▶ _Exercise directions_:
The records below must be returned in full and unaltered.

▶ _Records for the task_:
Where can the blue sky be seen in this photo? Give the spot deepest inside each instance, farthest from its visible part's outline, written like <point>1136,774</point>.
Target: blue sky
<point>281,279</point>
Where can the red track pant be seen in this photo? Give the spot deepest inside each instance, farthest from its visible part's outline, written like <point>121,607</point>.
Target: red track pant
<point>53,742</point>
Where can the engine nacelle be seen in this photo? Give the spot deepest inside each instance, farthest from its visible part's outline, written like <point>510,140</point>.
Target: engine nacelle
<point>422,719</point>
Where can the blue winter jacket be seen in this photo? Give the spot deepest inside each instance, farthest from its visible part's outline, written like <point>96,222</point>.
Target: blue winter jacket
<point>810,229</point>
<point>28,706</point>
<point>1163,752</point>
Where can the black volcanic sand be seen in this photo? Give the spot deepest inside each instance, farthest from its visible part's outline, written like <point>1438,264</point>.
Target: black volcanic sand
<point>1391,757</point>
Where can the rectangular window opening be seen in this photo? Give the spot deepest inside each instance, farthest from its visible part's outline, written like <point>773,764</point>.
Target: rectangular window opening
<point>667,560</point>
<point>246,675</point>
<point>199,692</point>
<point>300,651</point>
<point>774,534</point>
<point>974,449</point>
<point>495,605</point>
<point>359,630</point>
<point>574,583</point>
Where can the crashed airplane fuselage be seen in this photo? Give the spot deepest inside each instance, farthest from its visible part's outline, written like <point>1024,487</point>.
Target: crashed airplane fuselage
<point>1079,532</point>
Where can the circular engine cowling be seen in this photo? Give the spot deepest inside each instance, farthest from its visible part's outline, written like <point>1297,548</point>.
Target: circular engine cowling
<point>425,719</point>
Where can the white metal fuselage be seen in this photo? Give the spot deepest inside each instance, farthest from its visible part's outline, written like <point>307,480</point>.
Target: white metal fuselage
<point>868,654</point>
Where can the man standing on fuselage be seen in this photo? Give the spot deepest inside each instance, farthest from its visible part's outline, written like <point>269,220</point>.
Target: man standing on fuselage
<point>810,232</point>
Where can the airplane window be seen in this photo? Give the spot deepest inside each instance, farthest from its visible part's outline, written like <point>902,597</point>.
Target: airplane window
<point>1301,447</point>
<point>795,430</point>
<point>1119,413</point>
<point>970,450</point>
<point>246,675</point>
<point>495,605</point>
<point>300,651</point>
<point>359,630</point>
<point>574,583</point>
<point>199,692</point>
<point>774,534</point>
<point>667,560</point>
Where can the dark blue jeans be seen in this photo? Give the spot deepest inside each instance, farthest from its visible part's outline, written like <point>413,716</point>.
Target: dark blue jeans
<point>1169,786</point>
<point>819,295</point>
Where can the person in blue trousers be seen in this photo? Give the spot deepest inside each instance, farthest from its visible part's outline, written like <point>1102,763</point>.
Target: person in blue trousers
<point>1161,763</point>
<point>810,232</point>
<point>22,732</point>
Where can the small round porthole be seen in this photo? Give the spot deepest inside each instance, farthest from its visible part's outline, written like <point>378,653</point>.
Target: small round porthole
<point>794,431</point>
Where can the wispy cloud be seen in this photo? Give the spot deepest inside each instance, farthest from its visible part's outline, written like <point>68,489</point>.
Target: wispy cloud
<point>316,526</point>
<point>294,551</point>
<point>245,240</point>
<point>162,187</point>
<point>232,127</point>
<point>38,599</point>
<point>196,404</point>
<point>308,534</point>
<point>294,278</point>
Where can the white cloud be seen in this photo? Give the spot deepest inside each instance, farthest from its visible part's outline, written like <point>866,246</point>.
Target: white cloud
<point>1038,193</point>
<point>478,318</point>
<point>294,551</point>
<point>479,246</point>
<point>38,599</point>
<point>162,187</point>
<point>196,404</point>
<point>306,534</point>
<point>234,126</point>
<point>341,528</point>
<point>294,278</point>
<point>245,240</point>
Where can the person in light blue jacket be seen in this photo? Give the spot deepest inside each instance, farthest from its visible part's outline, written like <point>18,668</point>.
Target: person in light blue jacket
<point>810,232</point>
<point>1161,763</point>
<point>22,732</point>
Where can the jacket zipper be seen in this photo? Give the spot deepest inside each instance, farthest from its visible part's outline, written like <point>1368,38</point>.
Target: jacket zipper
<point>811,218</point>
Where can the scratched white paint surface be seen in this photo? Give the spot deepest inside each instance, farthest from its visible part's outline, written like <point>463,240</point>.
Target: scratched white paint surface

▶ _The completed task_:
Where can the blue sky be seen in this photo? Give the spot deepest inside each instance, farthest from its visible part's outline, written like <point>1136,774</point>.
Target: blue sky
<point>281,279</point>
Where can the red track pant be seen in this photo? Give the spot deepest inside each instance, farthest from its visible part's outline, written like <point>121,607</point>.
Target: red track pant
<point>53,742</point>
Where can the engine nacelle be seen in this photo? Give the spot deepest inside each instance, farthest from its visible part's outline, written like <point>510,140</point>.
Target: engine nacelle
<point>422,719</point>
Where can the blue winter jacket be seen in this photo? Give the spot deepest inside each instance, farthest from its visible part's outline, written like <point>96,222</point>.
Target: blue winter jacket
<point>810,229</point>
<point>28,706</point>
<point>1163,752</point>
Where can the black volcanic sand be seen in this photo? Give the spot deepest inside each instance, farthest from its visible part's outline, written like <point>1438,264</point>.
Target: black volcanic sand
<point>1391,757</point>
Where can the rectangular window opening be seen in this photo? Give the spot deepest inside each instance, farthest from its visible part's outline, written like <point>773,764</point>.
Target: rectangular window opening
<point>667,560</point>
<point>246,675</point>
<point>199,692</point>
<point>300,651</point>
<point>774,534</point>
<point>974,449</point>
<point>495,605</point>
<point>359,630</point>
<point>574,583</point>
Where can the crashed airplane fuselage be seen in this photo? Give the spot deepest inside each instance, farthest from its visible part's outline, written like <point>1024,487</point>.
Target: crashed airplane fuselage
<point>1079,532</point>
Where can the circular engine cowling be seen in this photo? Give the spot deepest inside each instance, farthest from its visible part's outline, written like <point>1297,548</point>.
Target: circular engine cowling
<point>425,719</point>
Where can the white metal fuselage be seen in this photo? Give the spot deepest inside each instance, farthest from its visible part's outline, written like <point>307,480</point>.
Target: white metal fuselage
<point>868,654</point>
Where can the man standing on fuselage be seen in this photo? Give the spot deepest inside each instance, farthest from its visible part's outline, written like <point>269,220</point>.
Target: man standing on fuselage
<point>810,232</point>
Where can the airplane window be seen in this photo? Give the spot deepest inside each instance, farthest from its visible part's outline, written like <point>902,597</point>.
Target: airplane window
<point>1301,447</point>
<point>795,430</point>
<point>1119,413</point>
<point>970,450</point>
<point>246,675</point>
<point>495,605</point>
<point>300,651</point>
<point>359,630</point>
<point>574,583</point>
<point>199,692</point>
<point>774,534</point>
<point>667,560</point>
Where can the dark blue jeans be seen in this photo? Give the spot deepest inside each instance, farthest from its visible part's outline, written like <point>413,716</point>.
Target: dark blue jeans
<point>1169,786</point>
<point>819,295</point>
Where can the person in blue trousers be seen in this photo? Give the spot deepest inside each instance, farthest from its visible part's outline, written like <point>1102,763</point>.
Target: person in blue trousers
<point>1161,763</point>
<point>810,232</point>
<point>22,732</point>
Where can the small round porthole be seen in this photo? Give the spot deepest inside each instance, farthest from its visible part's outline, written like <point>378,653</point>.
Target: small round porthole
<point>794,431</point>
Where can the wispy cloud be seen in this photo? Give the spot deepest inside each instance, farthest from its visible part's outline, written like <point>68,489</point>.
Target: wispy cloud
<point>316,526</point>
<point>294,551</point>
<point>245,240</point>
<point>162,187</point>
<point>232,127</point>
<point>38,599</point>
<point>196,404</point>
<point>308,534</point>
<point>294,278</point>
Where can the white cloud be seen in this photo? Give the spot deepest inside each instance, farthest from its visible part's outline, written like <point>866,246</point>.
Target: white cloud
<point>1038,193</point>
<point>478,318</point>
<point>294,551</point>
<point>479,246</point>
<point>38,599</point>
<point>162,187</point>
<point>196,404</point>
<point>306,534</point>
<point>234,126</point>
<point>341,528</point>
<point>294,278</point>
<point>245,240</point>
Where can the person in light blue jacket be seen in this photo? Give the spot deepest inside each instance, farthest from its visible part's outline, written like <point>18,668</point>.
Target: person in light blue jacket
<point>810,232</point>
<point>1161,763</point>
<point>22,732</point>
Where can the jacket zipper be seen in this photo? Give the spot deepest inside each instance, farthest from its visible part's outline, written like <point>1368,38</point>.
Target: jacket zipper
<point>811,218</point>
Where can the scratched white paint surface be seen in this photo? Give the spot deepest inside each instance, farthest from its visible part's outline, written like <point>463,240</point>.
Target: scratched white paint surface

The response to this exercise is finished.